## EXTRAIT DE PAGE:
Des lectures en août

GHOST MONEY T1

La classe. Pas d’autre terme ne ressort de ce premier tome, inspiré de la lutte contre le terrorisme. En vrai récit d’anticipation, on découvre une Amérique des années 2020 à  bout de souffle, grossière et obsédée par l’argent amassé en bourse par les spéculateurs terroristes, lors du 11 septembre. Les services américains s’intéressent particulièrement à  Chamza, héroïne richissime, très liée à  l’émir des lumières, un poète à  la tête d’un mouvement démocratique qui ne fait pas les affaires d’une Amérique en mal d’ennemis. L’histoire, loin de la caricature, est sublimée par un Dominique Bertail en grande forme. Chaque planche où apparaît Chamza impressionne par ses lignes aériennes et sa luminosité. La dame de Dubaï ne pouvait pas être plus élégante.
En deux mots :
Terrorisme next gen.
De Bertail, & Smolderen aux éditions Dargaud, 60 pages – 13 €

LA MAIN DU SINGE T1

Culture tribale indienne, tatouages mystiques, casinos, greffes de peau : le premier tome de La Main du singe démarre avec un cocktail explosif. La recette n’en est que plus complexe. De nombreux flashbacks rendent la lecture exigeante, surtout que le récit s’articule autour de deux personnages mystérieux, situés sur une timeline différente. L’un est tatoué de partout, l’autre récupère une grande partie de ces dessins, suite à  la greffe de la mâchoire et d’un bras. Malgré les incessants changement de rythme, l’originalité de l’intrigue est captivante. L’occasion aussi de rappeler que Bamboo, au-delà  de ses séries humour, sait y faire en matière de bons thrillers et d’enquêtes policières.
En deux mots : tattoo tabou.

## EXERCICE COURT 1:
Recopiez le passage de l'extrait allant de « LA MAIN DU SINGE T1 » jusqu'à « et d’enquêtes policières. », ces deux bornes comprises.
Les lignes qui suivent n'ont aucun rapport avec l'extrait.

## DONNÉES DE L'EXERCICE:
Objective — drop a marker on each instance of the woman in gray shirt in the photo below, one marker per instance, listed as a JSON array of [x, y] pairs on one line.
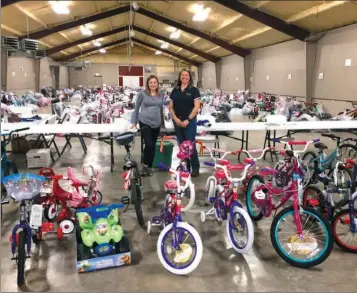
[[150, 119]]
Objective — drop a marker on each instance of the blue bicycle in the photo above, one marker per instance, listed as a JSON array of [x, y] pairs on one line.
[[23, 188], [7, 166], [322, 166]]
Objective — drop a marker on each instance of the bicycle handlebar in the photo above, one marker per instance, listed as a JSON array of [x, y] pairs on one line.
[[226, 168], [263, 151], [301, 142]]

## EXERCICE COURT 2:
Extrayez toutes les lignes contenant la chaîne « drop ».

## CORRIGÉ 1:
LA MAIN DU SINGE T1

Culture tribale indienne, tatouages mystiques, casinos, greffes de peau : le premier tome de La Main du singe démarre avec un cocktail explosif. La recette n’en est que plus complexe. De nombreux flashbacks rendent la lecture exigeante, surtout que le récit s’articule autour de deux personnages mystérieux, situés sur une timeline différente. L’un est tatoué de partout, l’autre récupère une grande partie de ces dessins, suite à  la greffe de la mâchoire et d’un bras. Malgré les incessants changement de rythme, l’originalité de l’intrigue est captivante. L’occasion aussi de rappeler que Bamboo, au-delà  de ses séries humour, sait y faire en matière de bons thrillers et d’enquêtes policières.

## CORRIGÉ 2:
Objective — drop a marker on each instance of the woman in gray shirt in the photo below, one marker per instance, listed as a JSON array of [x, y] pairs on one line.
Objective — drop a marker on each instance of the blue bicycle in the photo above, one marker per instance, listed as a JSON array of [x, y] pairs on one line.
Objective — drop a marker on each instance of the bicycle handlebar in the photo above, one marker per instance, listed as a JSON array of [x, y] pairs on one line.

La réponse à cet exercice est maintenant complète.